Please copy out the records below, substituting "Goal" for each "Objective" and keeping everything else the same.

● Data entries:
--- --- ---

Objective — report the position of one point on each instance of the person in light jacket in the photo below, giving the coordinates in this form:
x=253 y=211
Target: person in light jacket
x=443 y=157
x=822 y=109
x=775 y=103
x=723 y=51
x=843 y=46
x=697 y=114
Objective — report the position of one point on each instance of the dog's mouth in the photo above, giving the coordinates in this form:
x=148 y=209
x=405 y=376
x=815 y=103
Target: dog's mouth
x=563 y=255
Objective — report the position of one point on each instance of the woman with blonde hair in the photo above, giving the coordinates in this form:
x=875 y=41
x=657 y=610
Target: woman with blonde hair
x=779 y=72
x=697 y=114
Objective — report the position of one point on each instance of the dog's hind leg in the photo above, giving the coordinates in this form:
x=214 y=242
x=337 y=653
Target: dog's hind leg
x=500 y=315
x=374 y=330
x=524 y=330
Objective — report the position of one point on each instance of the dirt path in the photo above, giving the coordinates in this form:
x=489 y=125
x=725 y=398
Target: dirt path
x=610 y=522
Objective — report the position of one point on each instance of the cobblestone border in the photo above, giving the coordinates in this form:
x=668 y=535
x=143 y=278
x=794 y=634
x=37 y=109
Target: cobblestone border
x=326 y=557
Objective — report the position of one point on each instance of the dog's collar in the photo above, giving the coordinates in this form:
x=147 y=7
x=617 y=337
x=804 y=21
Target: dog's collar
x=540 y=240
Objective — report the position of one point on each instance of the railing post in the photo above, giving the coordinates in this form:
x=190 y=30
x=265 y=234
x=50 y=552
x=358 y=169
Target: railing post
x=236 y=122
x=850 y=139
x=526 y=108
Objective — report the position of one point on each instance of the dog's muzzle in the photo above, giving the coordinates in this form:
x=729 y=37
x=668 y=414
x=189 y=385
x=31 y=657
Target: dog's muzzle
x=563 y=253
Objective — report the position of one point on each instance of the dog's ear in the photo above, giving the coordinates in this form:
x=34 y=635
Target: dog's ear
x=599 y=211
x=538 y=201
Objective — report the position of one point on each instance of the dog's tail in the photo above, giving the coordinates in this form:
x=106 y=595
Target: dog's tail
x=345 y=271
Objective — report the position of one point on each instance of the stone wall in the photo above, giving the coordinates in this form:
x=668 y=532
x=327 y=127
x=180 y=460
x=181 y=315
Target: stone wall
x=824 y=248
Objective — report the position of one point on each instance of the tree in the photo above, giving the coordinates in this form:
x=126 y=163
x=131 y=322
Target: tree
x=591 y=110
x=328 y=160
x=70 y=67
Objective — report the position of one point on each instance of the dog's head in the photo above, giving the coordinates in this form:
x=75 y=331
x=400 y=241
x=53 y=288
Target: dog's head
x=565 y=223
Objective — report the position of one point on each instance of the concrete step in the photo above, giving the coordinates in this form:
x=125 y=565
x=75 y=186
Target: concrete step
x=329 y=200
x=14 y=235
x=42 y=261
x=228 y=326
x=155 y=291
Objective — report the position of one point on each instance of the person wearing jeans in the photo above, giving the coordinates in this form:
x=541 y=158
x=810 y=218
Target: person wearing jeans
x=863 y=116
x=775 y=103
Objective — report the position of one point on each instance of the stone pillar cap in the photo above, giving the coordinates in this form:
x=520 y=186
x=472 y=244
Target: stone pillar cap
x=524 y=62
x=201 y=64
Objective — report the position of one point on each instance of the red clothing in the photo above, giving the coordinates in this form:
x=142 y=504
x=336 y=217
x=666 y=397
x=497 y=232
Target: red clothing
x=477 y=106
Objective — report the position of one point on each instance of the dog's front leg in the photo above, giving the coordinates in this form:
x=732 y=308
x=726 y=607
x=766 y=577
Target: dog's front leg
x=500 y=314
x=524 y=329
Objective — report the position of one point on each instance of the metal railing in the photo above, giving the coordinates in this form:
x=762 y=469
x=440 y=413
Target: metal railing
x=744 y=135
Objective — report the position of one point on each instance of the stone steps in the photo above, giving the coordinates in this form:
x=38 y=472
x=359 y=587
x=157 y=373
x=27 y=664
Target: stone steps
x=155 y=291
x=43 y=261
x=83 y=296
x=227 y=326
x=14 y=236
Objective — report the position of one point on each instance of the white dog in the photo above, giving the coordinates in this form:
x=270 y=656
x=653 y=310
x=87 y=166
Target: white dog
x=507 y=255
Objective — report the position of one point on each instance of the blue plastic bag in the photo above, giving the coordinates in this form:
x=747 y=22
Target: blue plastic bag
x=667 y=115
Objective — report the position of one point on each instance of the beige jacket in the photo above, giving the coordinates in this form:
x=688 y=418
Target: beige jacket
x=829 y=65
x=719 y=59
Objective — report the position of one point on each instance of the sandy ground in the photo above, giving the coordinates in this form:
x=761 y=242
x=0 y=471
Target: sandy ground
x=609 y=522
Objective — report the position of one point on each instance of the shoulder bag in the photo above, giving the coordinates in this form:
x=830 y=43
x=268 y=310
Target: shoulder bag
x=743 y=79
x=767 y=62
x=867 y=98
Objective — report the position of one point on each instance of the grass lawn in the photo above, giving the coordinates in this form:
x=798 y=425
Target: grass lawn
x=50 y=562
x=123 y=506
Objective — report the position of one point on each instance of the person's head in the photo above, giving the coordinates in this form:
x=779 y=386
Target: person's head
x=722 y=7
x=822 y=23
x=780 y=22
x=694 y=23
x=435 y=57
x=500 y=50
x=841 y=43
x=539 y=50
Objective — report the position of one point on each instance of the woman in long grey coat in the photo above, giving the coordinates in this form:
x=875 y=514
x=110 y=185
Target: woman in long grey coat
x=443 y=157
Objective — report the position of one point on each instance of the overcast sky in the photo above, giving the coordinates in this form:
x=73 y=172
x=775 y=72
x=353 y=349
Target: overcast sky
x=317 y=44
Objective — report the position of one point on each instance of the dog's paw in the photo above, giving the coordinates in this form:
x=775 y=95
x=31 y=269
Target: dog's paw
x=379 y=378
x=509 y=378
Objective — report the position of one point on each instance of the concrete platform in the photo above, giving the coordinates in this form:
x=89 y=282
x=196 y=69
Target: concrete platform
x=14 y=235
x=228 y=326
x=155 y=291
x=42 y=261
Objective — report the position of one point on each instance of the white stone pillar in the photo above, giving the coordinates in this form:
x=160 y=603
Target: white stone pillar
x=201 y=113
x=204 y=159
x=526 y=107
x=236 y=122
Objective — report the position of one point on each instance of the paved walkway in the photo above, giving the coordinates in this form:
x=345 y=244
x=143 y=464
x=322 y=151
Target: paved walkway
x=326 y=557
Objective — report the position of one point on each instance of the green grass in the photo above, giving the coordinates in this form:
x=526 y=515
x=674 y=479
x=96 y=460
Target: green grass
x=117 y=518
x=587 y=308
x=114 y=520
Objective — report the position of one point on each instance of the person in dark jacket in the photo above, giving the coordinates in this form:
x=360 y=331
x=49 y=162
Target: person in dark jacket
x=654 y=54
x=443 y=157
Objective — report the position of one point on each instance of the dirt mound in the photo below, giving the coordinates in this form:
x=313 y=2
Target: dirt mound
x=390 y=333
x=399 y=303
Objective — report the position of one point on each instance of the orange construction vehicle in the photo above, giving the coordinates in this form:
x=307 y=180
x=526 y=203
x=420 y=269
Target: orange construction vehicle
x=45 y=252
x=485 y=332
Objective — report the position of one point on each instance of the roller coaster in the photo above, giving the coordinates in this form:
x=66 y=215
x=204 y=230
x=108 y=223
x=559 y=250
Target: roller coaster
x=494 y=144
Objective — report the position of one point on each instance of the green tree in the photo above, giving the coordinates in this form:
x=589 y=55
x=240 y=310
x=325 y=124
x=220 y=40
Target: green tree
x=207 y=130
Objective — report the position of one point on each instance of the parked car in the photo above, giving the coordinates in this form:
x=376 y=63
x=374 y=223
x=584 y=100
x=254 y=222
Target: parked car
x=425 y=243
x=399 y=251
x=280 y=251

--- --- ---

● Output of the task:
Goal — report the position of one point on each instance of the person in light jacket in the photo below, giving the coordinates in this form:
x=253 y=211
Target: person in light jacket
x=443 y=157
x=822 y=109
x=775 y=103
x=723 y=51
x=843 y=46
x=697 y=114
Goal — report the position of one point on each instance of the dog's mouth in the photo above, giving the coordinates in this form:
x=148 y=209
x=405 y=376
x=815 y=103
Target: dog's mouth
x=563 y=255
Goal — report the position of one point on each instance of the woman with blonde hair in the photo above, giving the coordinates in this form:
x=875 y=41
x=657 y=610
Target: woman with blonde hair
x=779 y=72
x=697 y=114
Goal — report the position of one point on each instance of the dog's hind leg in the photo above, giving the coordinates in this form:
x=214 y=242
x=337 y=653
Target: dog's hind leg
x=500 y=315
x=374 y=330
x=524 y=330
Goal — report the position of one point on each instance of the dirt path in the photo above, giving the coordinates in this form:
x=489 y=125
x=725 y=398
Target: dirt path
x=610 y=522
Goal — report the position of one point on each instance of the cobblestone border in the photo above, giving the coordinates in this form:
x=668 y=535
x=143 y=278
x=794 y=634
x=37 y=109
Target: cobblestone border
x=326 y=557
Goal — report the position of one point on each instance of the dog's collar in the photo above, giving the coordinates in this form:
x=147 y=7
x=617 y=337
x=804 y=21
Target: dog's collar
x=540 y=240
Goal — report the position of one point on each instance of the railing post in the photo above, giving the coordinates in this form:
x=190 y=30
x=265 y=234
x=50 y=552
x=358 y=169
Target: railing post
x=236 y=122
x=850 y=139
x=526 y=108
Goal — report the position of one point on each instance of the dog's muzzle in the photo above, giving the coordinates in this form:
x=729 y=37
x=668 y=414
x=189 y=385
x=31 y=657
Target: dog's muzzle
x=563 y=253
Goal — report the position of one point on each instance of the dog's ear in the photo above, giving the coordinates in this form:
x=34 y=635
Target: dog's ear
x=599 y=211
x=538 y=201
Goal — report the position of one point on each instance of the dog's tail in the photo above, giving the coordinates in this form:
x=106 y=595
Target: dog's tail
x=345 y=271
Goal — report the position of one point on each instance of the stone wall in the photo above, giving the coordinates in this form:
x=668 y=532
x=327 y=127
x=180 y=460
x=181 y=315
Target: stone wall
x=824 y=248
Goal — report the position of one point on each instance of the tree in the photo above, giving the coordinates in this form:
x=126 y=163
x=131 y=322
Target: tree
x=591 y=110
x=328 y=160
x=70 y=67
Goal — report the position of one point on each instance of the dog's head in the photo above, giving the coordinates in this form:
x=75 y=331
x=400 y=241
x=53 y=288
Target: dog's head
x=565 y=223
Goal — report the position of one point on each instance of the concrete step in the photo above, giving the coordinates in this form:
x=125 y=565
x=75 y=186
Target: concrete step
x=329 y=200
x=14 y=235
x=42 y=261
x=228 y=326
x=155 y=291
Goal — report the position of one point on each instance of the person wearing jeans in the photo above, giving the coordinates in this form:
x=541 y=158
x=810 y=218
Target: person wearing jeans
x=863 y=116
x=775 y=103
Goal — report the position of one point on each instance of the stone pillar cap in the photo above, giving the coordinates in this form:
x=520 y=186
x=472 y=244
Target: stone pillar cap
x=524 y=62
x=201 y=64
Goal — report the position of one point on each instance of the red clothing in the photo above, giving the coordinates in this form:
x=142 y=504
x=336 y=217
x=666 y=397
x=497 y=232
Target: red clothing
x=477 y=106
Goal — report the position of one point on each instance of the dog's front leg in the photo above, giving the coordinates in this form:
x=732 y=308
x=726 y=607
x=766 y=577
Target: dog's front leg
x=500 y=314
x=524 y=329
Goal — report the position of one point on each instance of the metal railing in the photo above, giving the coordinates in this form:
x=762 y=469
x=440 y=413
Target: metal railing
x=744 y=135
Goal — report the position of one point on each instance of the stone steps in the photo above, giving the coordinates in this form:
x=38 y=472
x=359 y=587
x=157 y=373
x=27 y=664
Target: stone steps
x=155 y=291
x=43 y=261
x=83 y=296
x=227 y=326
x=14 y=236
Goal — report the position of one point on each instance of the white dog in the photo above, giving the coordinates in this form:
x=270 y=656
x=653 y=310
x=87 y=166
Target: white dog
x=507 y=255
Goal — report the position of one point on each instance of the blue plastic bag in the photo above, giving the coordinates in this form:
x=747 y=22
Target: blue plastic bag
x=667 y=115
Goal — report the position of one point on each instance of the beige jacket in the photo above, giving the coordinates in this form:
x=688 y=418
Target: beige jacket
x=829 y=65
x=719 y=59
Goal — report the position of one point on each instance of the sandy ground in the photo above, giving the coordinates in this form:
x=761 y=242
x=0 y=471
Target: sandy ground
x=609 y=522
Goal — report the position of one point on each instance of the shoulder bag in the photo above, giving the coordinates in this form:
x=830 y=43
x=268 y=310
Target: shoulder bag
x=743 y=79
x=767 y=62
x=867 y=98
Goal — report the position of one point on each instance of the grass lawn in the photo above, giving the coordinates in this form:
x=798 y=425
Target: grass lawn
x=50 y=562
x=123 y=506
Goal — report the position of one point on each instance of the person's head in the photo above, giving the coordinates in this form:
x=779 y=386
Target: person's head
x=722 y=7
x=822 y=23
x=780 y=22
x=694 y=23
x=435 y=57
x=500 y=50
x=841 y=43
x=539 y=50
Goal — report the position of one point on each instance of the woman in long grey coat in the photo above, giving the coordinates in this form:
x=875 y=514
x=110 y=185
Target: woman in long grey coat
x=443 y=157
Goal — report the position of one point on each instance of the overcast sky in the photo above, giving the coordinates in this form:
x=73 y=172
x=775 y=72
x=353 y=349
Target: overcast sky
x=317 y=44
Goal — report the position of one point on each instance of the dog's paw in the photo above, giving the coordinates in this form:
x=775 y=95
x=31 y=269
Target: dog's paw
x=379 y=378
x=509 y=378
Goal — report the position of one point on each instance of the concrete platform in the photo above, giving the coordinates in this form:
x=89 y=282
x=196 y=69
Target: concrete platform
x=14 y=235
x=228 y=326
x=155 y=291
x=42 y=261
Goal — report the position of one point on each instance of the white stone pillar in the photo above, giving the coordinates in this form:
x=160 y=603
Target: white stone pillar
x=201 y=113
x=204 y=159
x=526 y=107
x=236 y=122
Goal — report the position of one point on each instance of the paved walkway in the photo above, giving the coordinates in this form:
x=345 y=244
x=143 y=464
x=322 y=151
Target: paved walkway
x=326 y=557
Goal — report the position of one point on each instance of the green grass in the photo above, giving the coordinates in this form:
x=526 y=515
x=674 y=479
x=96 y=460
Target: green grass
x=117 y=518
x=587 y=308
x=114 y=520
Goal — report the position of one point on each instance of the person in dark jacket in the photo above, giving the coordinates in this form:
x=360 y=331
x=49 y=162
Target: person in dark jacket
x=654 y=54
x=443 y=157
Goal — report the position of one point on each instance of the dirt mound in the photo below, giving the coordinates in this form:
x=313 y=2
Target: dirt mound
x=390 y=333
x=399 y=303
Goal — report the position of one point on each instance of the orange construction vehicle in the photo above, giving the coordinates in this form:
x=307 y=180
x=526 y=203
x=420 y=269
Target: orange construction vehicle
x=45 y=252
x=485 y=332
Goal — report the position of one point on each instance of the roller coaster in the photo above, giving the coordinates in this form:
x=66 y=215
x=204 y=230
x=108 y=223
x=559 y=250
Target: roller coaster
x=494 y=144
Goal — report the position of one point on each instance of the green tree in the photo above, giving the coordinates in this form:
x=589 y=55
x=240 y=310
x=325 y=124
x=220 y=40
Target: green tree
x=207 y=130
Goal — report the position of one point on each instance of the parked car in the photo above, giving the coordinates in this form:
x=376 y=63
x=374 y=223
x=584 y=100
x=254 y=222
Target: parked car
x=425 y=243
x=399 y=251
x=280 y=251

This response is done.